Given request: In the Logstash forum post below, translate this sentence into Spanish: "Can someone point out what would be my mistake here?"

Start Quoted text

Logstash - ES index mixed up

maskrider1111 · March 20, 2024, 9:27am

Hey folks,

Currently im trying to ingest multiple firewall log source by differencing the folders and index. I created conf file for each source so that it will be ingested separately into different index. However i stumbled into an issue where all the log source are mixed up with the index. In short, all the index contain data from different log source although i separated it in conf level. Can someone point out what would be my mistake here? Following is on the the conf content:

input {

        file {

                path => "/logstash/fortigate_anomaly_log/*.log"

                start_position => "beginning"

                sincedb_path => "/var/lib/logstash/sincedb"

End Quoted text
Start Given data

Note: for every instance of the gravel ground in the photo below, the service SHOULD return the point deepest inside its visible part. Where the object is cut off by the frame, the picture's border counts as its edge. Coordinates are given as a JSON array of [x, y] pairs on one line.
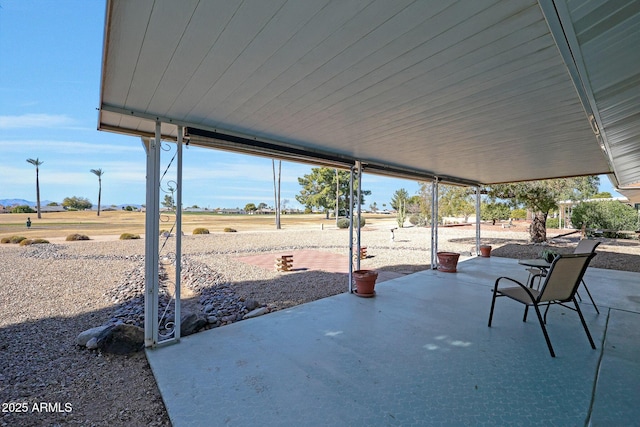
[[50, 293]]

End Given data

Solution to this exercise: ¿Alguien puede señalar cuál sería mi error aquí?